_Passage given_.
..........
Being a bastard works.

Being a bastard works.

When I first started multipleegos.com it was simply an extension of my old LiveJournal, a place to post personal thoughts, photos of my trips, and so on. That was a long time ago, back when everyone had Friendster and Multiply.

Now I have Twitter and Facebook and Tumblr and Plurk. I have Project Otaking to keep all my geek-centric fixations compartmentalized, away from the sensitive eyes of the monoculture. (‘Monoculture’ is geekspeak for ‘people who think everyone should like the same things they do’.)

Making niche blogs tends to fragment your opinions, and I have many, many opinions.

See, I tried toning down my act. I really did. I kept my head down in law school, kept my head down at the firm. Parroted opinions I heard in the break room that morning.

But there’s a funny thing about opinions. The safer your opinions are, the less you actually have to say.

Being in sync with prevailing opinions makes you plankton, drifting along prevailing currents. Prevailing opinions prevail because people are afraid of sticking their necks out. Afraid to swim under their own power.

Take the current Philippine Reproductive Health Bill controversy. One very large herd of sheep thinks one way because the Church tells them too. Other large herds of sheep think in other ways because they hang out with herds that don’t like the Catholic Church herd (because they belong to other herds that the Church doesn’t like, like non-Catholic Christians, Wiccans, LGBTs, and so on). These dissenting herd opinions shouldn’t be confused with individual, considered opinion because of their own tendency to apply broad generalizations in their arguments (like the tiresome labeling of the Catholic Church as the Magisterium).

Please.
..........
_Extracted information_.
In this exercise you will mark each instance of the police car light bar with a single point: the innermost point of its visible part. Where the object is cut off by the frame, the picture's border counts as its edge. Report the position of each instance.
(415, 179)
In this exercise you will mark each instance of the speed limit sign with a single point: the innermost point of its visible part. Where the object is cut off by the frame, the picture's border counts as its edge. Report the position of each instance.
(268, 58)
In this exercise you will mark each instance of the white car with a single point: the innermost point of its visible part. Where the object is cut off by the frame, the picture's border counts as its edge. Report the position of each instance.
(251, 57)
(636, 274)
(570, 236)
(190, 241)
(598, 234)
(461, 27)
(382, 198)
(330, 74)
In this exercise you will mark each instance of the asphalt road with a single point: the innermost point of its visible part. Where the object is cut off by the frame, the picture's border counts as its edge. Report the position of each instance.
..........
_Exercise 1_.
In the blog post, what does "monoculture" mean in geekspeak?
_Exercise 2_.
Carry on the blog post about holding opinions from its last line.
These lines have nothing to do with the blog post.

_Result 1_.
People who think everyone should like the same things they do.

_Result 2_.
Or take the outbreak of democratic-themed revolutions in the Middle East. (‘Themed’ the way warehouse shopping centers are themed. Those aren’t really warehouses, and you’re not really getting a better deal because you’re inside what appears to be an industrial building. It’s all a show.) None of these revolutions are like the others. But it’s hard to tell when the only reason people read the news is so that they won’t be left out when all their officemates are discussing the headlines.

Please.

There is someone on my Twitter who loudly trumpets the visionary commercialization of geek culture by his coterie of entrepreneurs but loses no opportunity to diss Apple for being money-grubbing control freaks. (Because he doesn’t own an iOS device.)

Please.

If I’m going to end up agreeing with people who contradict themselves from day to day, I’ll be disagreeing with those same people by sticking with what they previously said. And if I’m going to be contradicting people inadvertently anyway, I might as well do it intentionally. I might as well stick to my own opinion in the first place.

So here’s how it’s going to be from now on: I’m rebooting this blog. I’m going to say what I think, and I’m going to make peace with the fact that nobody wants to hear opinions that don’t match their own.

I’m going to be a bastard.

Because being a bastard works.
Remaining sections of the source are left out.